* _PROBLEM DETAILS_
Transcribe every entry below word for word, but skip the pictures.

======== SUPPLIED MATERIAL ========

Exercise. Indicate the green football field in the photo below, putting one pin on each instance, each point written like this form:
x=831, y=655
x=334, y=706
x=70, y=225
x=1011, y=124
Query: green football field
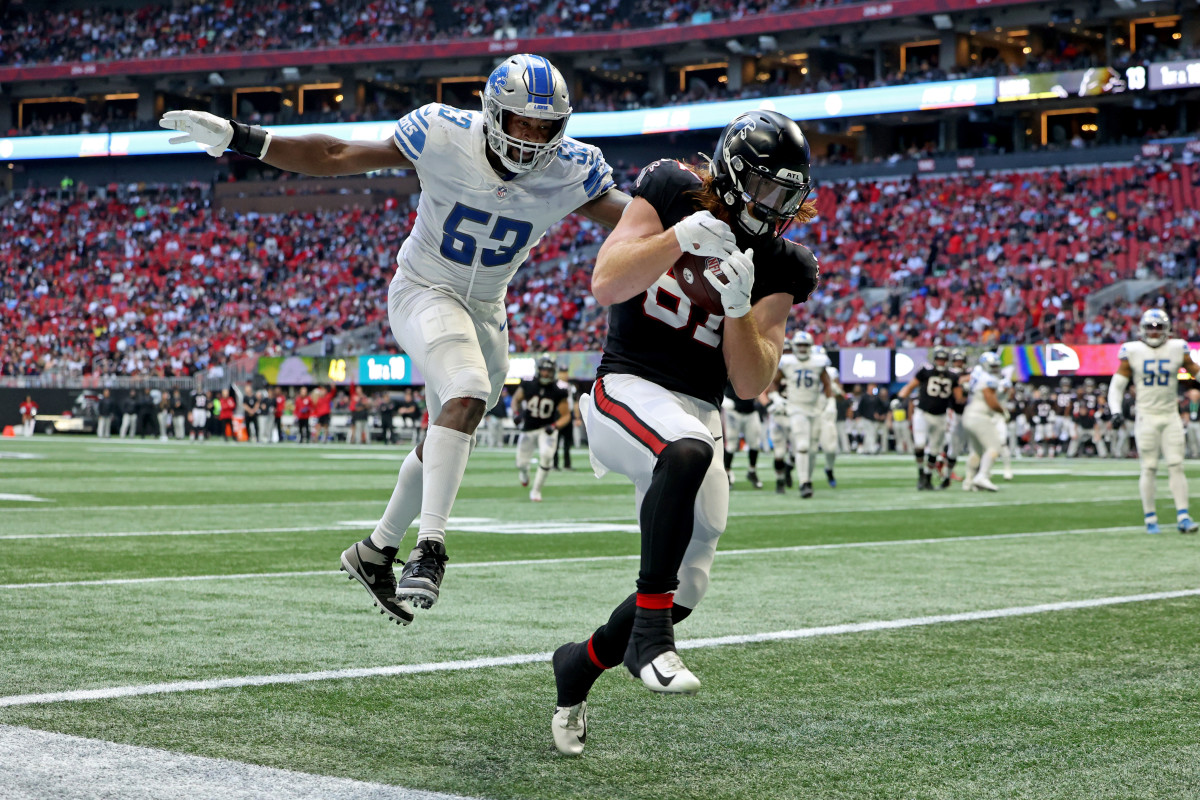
x=869, y=643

========

* _SOLUTION TO THIS EXERCISE_
Exercise. Indicate the green football field in the photo below, putting one pin on each instance, each point written like this form:
x=831, y=655
x=334, y=706
x=70, y=225
x=1011, y=124
Query: green football field
x=869, y=643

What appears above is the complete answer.